(Given problem): How many of the lines below contain the word "throw"? Reply with the number alone.

Entries for shape boundaries
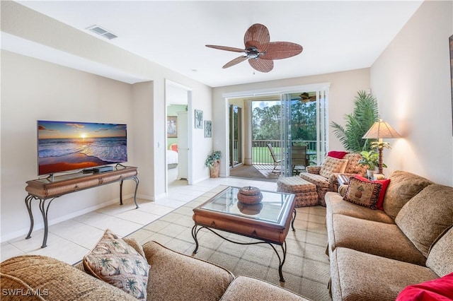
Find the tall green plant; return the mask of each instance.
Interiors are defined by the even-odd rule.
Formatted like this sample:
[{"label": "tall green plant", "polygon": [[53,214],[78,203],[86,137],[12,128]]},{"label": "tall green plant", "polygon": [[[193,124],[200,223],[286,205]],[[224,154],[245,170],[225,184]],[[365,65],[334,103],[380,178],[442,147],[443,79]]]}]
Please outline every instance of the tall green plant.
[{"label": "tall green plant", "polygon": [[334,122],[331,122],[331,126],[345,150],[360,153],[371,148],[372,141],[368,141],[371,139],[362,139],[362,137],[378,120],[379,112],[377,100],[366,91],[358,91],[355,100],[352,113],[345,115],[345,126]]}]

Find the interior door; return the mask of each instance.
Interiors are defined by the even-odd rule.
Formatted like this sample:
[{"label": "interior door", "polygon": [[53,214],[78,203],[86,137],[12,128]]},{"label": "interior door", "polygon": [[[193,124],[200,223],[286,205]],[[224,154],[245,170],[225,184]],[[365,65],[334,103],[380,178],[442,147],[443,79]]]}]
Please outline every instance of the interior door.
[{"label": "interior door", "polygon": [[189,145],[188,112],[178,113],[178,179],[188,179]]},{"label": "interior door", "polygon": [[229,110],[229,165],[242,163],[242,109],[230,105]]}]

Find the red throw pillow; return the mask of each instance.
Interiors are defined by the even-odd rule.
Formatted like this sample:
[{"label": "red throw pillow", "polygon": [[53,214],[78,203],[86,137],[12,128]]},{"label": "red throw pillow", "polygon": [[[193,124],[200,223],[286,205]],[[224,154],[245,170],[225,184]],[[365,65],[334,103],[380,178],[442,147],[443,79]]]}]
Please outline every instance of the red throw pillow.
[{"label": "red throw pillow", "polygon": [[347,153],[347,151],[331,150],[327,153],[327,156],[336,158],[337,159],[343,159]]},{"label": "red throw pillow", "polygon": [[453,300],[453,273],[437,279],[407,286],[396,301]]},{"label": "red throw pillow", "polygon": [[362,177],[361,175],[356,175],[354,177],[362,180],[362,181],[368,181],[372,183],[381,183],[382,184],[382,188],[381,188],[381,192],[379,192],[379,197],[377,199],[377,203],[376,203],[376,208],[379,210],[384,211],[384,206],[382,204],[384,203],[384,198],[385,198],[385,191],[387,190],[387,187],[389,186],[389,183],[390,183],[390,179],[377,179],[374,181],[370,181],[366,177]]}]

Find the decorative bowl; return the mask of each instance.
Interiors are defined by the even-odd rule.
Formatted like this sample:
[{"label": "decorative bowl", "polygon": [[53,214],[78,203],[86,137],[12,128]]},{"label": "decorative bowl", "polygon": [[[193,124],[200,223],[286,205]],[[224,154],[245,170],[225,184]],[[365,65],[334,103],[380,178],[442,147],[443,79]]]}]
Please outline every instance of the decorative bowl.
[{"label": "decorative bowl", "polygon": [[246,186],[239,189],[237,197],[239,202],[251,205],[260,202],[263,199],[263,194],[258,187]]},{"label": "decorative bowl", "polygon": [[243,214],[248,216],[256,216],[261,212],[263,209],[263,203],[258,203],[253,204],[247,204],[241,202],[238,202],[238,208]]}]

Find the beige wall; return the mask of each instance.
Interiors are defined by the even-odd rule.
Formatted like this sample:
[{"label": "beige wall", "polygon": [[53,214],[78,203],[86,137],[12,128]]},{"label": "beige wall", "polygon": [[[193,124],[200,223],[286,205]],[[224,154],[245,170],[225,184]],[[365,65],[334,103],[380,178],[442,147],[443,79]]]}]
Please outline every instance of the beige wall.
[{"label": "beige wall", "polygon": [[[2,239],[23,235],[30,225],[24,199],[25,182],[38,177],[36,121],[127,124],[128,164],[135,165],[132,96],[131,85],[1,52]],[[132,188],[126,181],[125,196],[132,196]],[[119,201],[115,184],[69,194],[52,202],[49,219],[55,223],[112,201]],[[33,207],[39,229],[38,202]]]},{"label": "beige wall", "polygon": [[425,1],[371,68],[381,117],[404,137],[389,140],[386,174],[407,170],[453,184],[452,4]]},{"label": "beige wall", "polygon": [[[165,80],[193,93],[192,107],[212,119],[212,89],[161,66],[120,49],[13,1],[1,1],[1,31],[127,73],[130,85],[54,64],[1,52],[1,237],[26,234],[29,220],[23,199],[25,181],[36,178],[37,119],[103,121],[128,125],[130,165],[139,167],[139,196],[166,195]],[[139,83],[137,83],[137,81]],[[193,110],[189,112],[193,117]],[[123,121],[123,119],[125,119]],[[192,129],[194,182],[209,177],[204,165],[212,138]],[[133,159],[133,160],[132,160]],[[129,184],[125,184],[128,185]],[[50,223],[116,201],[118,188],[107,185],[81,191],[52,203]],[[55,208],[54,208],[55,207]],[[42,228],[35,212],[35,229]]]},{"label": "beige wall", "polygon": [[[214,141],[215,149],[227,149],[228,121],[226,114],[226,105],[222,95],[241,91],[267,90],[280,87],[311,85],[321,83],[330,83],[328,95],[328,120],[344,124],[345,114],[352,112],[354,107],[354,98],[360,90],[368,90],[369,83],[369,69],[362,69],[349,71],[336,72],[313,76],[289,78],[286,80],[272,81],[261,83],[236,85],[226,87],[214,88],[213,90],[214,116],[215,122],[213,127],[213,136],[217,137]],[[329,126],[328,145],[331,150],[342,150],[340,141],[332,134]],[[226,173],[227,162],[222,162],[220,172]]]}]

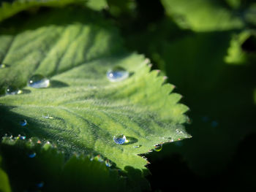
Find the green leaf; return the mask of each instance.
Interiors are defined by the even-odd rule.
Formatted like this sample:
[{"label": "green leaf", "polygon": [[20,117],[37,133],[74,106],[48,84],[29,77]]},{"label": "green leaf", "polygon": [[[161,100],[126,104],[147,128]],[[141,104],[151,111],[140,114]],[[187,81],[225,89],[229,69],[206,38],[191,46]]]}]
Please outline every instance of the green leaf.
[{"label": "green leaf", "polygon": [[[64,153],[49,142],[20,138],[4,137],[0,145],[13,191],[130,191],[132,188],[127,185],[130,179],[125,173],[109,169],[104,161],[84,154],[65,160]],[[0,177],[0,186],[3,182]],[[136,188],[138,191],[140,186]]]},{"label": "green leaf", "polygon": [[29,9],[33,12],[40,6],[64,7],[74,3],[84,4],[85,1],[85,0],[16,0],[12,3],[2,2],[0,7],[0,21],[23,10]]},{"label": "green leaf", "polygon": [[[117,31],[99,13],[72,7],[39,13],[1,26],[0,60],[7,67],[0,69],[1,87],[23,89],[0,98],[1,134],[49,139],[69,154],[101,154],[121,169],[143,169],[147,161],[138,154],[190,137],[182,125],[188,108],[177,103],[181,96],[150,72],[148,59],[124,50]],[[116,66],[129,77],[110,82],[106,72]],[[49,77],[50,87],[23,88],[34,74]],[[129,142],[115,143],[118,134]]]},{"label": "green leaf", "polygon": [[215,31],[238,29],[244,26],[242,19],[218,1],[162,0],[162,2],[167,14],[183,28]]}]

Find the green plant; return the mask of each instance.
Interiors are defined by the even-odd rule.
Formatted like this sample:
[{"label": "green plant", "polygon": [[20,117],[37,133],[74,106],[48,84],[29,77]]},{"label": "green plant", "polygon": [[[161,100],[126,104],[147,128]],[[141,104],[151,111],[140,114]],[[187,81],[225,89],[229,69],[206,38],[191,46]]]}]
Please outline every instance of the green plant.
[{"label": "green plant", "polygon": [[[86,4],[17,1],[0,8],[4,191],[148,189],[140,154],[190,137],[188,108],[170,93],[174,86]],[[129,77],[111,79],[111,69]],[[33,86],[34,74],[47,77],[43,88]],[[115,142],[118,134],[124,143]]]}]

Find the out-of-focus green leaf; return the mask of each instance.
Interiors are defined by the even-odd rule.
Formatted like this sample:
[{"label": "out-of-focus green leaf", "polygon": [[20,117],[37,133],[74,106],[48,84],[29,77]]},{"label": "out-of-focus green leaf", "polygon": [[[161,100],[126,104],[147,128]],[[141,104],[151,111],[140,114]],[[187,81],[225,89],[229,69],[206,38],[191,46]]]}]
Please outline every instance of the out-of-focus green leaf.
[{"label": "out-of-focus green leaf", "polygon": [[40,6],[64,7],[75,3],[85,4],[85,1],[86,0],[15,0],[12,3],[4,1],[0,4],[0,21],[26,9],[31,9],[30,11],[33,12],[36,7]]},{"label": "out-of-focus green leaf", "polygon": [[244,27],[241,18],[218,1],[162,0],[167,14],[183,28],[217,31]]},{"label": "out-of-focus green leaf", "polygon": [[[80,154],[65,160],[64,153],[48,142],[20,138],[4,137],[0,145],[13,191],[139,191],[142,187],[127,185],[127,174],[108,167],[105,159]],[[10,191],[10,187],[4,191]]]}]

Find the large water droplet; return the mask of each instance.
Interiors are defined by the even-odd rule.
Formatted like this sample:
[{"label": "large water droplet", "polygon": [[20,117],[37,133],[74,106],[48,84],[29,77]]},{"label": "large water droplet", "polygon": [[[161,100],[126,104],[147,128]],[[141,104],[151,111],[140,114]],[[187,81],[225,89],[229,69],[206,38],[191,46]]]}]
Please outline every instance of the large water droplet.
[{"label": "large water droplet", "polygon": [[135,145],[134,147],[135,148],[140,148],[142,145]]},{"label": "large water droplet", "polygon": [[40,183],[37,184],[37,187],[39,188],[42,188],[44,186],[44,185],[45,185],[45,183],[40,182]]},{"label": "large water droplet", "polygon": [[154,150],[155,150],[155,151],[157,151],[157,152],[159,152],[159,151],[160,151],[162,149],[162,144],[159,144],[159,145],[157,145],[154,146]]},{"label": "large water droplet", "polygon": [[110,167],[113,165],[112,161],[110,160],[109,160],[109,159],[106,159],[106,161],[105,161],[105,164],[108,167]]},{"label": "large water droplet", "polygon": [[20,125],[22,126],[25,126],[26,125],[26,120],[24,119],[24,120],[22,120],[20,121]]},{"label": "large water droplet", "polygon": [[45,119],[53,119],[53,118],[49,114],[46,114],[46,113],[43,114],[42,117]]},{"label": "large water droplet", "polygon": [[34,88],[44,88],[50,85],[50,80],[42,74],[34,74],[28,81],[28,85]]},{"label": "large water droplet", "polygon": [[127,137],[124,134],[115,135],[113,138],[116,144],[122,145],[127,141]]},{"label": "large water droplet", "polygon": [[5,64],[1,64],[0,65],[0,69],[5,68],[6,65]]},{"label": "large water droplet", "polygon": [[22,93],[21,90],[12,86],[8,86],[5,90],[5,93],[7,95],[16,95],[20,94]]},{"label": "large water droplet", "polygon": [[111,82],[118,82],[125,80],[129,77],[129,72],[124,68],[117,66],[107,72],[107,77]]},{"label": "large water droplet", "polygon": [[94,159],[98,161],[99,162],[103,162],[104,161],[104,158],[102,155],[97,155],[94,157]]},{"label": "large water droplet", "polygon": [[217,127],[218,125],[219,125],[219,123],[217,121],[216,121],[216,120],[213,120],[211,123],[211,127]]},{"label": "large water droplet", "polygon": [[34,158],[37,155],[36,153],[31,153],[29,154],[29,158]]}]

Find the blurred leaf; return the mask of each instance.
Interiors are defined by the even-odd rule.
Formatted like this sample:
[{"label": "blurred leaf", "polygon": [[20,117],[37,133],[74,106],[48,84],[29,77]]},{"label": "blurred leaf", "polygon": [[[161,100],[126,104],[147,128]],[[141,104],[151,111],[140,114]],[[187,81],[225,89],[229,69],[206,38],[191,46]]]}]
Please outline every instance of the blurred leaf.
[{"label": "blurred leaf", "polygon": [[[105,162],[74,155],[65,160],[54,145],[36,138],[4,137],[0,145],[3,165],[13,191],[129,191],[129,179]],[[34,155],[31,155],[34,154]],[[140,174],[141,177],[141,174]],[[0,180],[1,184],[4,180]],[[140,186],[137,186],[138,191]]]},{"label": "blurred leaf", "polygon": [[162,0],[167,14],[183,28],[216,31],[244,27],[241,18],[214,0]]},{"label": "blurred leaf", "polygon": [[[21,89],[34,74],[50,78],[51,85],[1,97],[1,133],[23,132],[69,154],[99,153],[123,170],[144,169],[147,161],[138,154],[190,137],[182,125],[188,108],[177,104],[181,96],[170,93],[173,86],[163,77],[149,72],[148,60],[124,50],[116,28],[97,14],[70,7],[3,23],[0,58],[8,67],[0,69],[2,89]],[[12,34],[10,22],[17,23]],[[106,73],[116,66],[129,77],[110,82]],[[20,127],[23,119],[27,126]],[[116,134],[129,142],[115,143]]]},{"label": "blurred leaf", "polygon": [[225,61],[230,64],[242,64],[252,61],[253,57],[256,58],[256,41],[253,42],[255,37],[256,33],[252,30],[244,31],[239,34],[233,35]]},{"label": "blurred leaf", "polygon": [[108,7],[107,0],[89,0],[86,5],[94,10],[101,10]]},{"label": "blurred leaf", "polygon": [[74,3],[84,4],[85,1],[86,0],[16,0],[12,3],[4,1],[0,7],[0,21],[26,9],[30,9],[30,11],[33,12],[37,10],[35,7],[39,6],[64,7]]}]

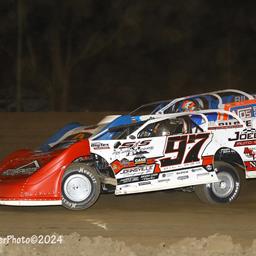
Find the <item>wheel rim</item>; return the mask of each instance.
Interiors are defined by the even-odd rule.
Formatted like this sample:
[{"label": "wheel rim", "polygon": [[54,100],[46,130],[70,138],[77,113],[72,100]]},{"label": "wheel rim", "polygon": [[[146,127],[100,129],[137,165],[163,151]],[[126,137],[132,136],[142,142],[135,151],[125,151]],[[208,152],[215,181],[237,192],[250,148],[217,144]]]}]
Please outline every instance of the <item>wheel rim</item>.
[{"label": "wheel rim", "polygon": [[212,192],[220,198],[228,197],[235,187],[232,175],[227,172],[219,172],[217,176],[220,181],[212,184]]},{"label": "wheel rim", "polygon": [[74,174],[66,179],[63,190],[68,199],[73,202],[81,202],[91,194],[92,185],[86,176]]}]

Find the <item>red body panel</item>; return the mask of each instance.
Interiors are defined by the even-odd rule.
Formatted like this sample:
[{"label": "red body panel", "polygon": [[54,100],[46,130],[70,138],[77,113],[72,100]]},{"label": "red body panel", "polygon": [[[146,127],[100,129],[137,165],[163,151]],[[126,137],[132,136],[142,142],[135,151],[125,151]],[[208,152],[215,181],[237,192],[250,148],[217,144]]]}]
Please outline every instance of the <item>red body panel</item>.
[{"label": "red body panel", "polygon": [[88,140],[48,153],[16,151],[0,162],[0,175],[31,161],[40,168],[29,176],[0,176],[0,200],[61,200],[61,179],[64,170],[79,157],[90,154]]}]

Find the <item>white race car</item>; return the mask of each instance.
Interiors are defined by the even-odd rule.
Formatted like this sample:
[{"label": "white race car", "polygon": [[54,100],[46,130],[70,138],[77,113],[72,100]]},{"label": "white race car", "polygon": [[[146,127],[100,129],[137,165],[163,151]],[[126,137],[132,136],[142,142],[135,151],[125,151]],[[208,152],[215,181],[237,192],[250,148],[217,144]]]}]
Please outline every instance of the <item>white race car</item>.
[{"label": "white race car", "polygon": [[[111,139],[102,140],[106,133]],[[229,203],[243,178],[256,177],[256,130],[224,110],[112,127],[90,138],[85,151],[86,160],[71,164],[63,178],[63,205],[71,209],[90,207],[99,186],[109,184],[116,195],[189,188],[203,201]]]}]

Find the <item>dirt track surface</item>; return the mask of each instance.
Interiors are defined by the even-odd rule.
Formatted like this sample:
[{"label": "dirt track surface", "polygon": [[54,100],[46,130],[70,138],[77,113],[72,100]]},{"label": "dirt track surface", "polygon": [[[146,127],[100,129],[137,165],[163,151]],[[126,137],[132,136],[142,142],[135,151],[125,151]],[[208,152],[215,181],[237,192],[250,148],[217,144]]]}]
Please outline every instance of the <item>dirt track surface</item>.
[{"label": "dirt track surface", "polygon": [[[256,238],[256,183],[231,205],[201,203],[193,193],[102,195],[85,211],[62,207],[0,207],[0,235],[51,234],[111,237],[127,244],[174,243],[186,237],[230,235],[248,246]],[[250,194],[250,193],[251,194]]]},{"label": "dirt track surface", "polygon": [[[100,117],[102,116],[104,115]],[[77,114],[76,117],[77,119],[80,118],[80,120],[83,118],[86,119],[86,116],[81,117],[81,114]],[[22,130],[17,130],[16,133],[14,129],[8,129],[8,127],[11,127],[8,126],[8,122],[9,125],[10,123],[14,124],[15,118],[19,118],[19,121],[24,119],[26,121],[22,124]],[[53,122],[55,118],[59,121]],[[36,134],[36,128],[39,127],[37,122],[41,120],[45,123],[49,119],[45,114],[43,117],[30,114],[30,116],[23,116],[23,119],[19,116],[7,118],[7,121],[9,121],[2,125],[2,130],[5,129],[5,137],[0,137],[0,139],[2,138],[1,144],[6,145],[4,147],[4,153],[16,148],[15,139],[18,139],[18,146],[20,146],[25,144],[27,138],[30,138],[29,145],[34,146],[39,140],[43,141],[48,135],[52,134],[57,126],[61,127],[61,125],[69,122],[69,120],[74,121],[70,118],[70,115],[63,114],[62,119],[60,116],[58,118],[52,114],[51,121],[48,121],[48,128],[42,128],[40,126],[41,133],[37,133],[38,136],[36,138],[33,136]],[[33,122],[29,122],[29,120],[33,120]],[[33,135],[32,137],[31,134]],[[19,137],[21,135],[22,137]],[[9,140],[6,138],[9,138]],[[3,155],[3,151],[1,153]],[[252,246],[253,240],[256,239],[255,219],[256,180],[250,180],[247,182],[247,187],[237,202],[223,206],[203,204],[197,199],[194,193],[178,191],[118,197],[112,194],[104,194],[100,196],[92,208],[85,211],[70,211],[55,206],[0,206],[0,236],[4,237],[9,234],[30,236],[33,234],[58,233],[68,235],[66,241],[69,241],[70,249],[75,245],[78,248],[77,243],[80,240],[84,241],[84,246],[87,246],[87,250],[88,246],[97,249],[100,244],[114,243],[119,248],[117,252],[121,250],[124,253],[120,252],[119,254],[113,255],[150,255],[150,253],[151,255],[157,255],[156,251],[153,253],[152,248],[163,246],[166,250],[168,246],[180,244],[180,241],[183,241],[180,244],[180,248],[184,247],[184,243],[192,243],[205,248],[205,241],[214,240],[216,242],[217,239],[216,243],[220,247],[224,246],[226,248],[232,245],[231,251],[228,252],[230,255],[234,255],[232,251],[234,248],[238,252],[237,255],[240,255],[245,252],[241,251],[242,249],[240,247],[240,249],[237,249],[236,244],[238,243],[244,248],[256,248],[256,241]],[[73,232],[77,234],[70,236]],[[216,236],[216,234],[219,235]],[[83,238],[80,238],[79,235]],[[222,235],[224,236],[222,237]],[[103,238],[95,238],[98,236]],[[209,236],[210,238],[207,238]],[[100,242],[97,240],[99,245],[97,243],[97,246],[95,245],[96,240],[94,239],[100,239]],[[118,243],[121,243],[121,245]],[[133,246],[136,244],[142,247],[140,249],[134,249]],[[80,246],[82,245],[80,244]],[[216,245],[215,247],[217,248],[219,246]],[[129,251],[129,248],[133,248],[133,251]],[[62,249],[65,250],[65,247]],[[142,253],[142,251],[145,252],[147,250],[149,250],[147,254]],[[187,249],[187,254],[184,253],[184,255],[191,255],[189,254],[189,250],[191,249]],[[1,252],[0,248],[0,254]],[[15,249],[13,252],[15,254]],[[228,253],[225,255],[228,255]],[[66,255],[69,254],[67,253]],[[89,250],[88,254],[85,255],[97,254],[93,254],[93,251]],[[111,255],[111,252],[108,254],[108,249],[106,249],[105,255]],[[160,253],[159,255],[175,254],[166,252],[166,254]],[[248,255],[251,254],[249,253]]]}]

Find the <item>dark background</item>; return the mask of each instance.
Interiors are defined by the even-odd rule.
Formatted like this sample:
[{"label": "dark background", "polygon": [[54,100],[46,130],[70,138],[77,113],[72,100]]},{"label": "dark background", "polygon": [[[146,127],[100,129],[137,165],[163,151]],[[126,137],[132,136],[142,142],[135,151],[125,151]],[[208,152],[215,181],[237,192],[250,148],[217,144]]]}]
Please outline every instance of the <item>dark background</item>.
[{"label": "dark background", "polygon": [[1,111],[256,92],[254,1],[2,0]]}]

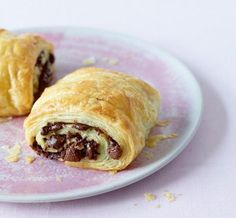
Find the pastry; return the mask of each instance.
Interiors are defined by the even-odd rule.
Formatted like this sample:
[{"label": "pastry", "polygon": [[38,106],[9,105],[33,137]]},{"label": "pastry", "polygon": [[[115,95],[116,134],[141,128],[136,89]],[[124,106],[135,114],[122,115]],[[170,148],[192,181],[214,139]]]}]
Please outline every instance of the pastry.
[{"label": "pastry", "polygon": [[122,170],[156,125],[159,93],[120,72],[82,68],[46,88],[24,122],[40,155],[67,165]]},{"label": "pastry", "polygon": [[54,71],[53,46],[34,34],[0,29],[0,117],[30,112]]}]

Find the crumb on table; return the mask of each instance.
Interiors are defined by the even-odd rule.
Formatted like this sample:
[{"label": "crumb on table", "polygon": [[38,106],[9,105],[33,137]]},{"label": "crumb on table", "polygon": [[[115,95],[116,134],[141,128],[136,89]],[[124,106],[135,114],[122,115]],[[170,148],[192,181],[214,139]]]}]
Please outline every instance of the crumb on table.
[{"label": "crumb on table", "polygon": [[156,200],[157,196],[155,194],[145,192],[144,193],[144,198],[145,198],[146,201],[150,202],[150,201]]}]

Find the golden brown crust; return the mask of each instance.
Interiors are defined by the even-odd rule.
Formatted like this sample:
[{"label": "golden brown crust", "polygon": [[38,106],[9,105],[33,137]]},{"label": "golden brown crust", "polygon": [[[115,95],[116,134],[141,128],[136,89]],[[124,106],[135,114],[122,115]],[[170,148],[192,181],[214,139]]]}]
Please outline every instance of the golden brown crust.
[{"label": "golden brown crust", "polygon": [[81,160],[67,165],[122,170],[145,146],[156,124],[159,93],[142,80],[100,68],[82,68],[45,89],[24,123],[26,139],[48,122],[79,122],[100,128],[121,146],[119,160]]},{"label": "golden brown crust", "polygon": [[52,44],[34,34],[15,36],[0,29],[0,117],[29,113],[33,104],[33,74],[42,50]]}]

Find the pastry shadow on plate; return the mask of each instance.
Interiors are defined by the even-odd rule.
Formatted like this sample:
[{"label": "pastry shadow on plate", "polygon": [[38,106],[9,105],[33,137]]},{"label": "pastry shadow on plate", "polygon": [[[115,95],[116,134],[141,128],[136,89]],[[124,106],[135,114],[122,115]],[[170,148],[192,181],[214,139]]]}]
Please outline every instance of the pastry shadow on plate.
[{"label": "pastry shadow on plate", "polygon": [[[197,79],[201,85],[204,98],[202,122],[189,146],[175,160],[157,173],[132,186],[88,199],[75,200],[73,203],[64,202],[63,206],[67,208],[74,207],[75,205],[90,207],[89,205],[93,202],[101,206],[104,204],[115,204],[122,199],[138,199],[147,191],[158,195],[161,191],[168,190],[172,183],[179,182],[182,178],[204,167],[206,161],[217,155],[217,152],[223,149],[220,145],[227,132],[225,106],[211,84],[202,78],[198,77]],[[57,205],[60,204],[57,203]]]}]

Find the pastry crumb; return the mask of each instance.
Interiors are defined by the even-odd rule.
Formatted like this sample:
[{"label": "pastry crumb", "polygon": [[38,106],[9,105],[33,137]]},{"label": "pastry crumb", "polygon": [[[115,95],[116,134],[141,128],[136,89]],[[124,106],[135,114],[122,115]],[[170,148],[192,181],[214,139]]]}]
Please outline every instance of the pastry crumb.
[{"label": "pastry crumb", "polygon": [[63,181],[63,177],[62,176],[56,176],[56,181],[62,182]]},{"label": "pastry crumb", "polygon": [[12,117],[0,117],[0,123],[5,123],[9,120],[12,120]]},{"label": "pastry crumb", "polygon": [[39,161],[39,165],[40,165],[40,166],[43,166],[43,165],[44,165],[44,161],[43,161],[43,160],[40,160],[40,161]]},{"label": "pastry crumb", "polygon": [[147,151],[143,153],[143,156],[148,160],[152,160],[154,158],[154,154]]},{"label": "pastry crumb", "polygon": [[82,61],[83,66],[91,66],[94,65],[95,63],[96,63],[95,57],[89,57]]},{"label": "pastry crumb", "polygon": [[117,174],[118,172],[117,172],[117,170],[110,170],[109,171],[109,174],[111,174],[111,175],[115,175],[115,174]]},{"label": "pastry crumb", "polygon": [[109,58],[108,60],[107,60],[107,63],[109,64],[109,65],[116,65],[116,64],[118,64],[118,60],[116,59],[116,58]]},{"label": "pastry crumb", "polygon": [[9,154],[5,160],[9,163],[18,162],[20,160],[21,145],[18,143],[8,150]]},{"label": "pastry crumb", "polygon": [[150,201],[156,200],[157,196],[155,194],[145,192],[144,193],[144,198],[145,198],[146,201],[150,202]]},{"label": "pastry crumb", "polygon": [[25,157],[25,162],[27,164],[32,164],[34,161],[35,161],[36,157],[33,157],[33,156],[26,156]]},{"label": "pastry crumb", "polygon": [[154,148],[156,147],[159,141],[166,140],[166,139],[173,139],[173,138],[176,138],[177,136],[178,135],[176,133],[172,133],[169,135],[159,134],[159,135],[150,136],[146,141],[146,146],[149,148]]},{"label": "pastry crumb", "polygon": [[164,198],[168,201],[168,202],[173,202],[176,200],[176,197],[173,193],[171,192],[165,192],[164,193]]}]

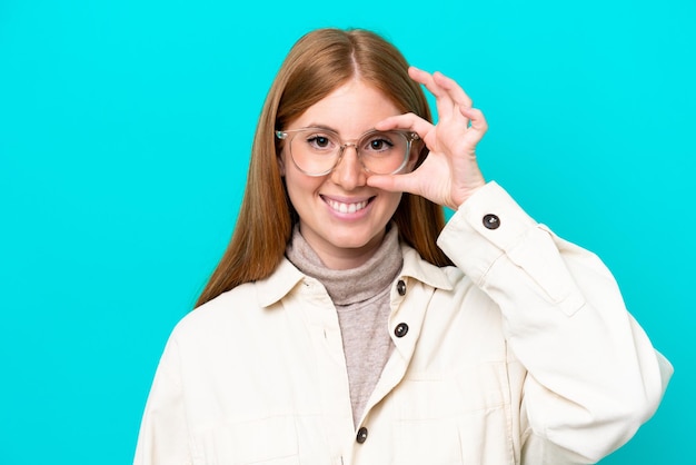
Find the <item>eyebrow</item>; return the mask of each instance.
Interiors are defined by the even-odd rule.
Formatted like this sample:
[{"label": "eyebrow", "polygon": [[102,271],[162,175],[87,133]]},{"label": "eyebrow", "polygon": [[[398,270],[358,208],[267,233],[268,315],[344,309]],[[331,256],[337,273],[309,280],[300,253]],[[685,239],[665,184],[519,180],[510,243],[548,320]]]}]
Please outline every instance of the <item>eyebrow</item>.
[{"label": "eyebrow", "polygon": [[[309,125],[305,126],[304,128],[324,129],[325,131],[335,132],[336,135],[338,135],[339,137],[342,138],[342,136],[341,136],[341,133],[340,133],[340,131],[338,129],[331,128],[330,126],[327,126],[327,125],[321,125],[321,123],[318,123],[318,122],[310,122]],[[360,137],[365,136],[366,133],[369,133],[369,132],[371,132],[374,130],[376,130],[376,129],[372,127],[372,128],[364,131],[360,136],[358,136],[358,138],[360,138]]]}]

(Task answer): 4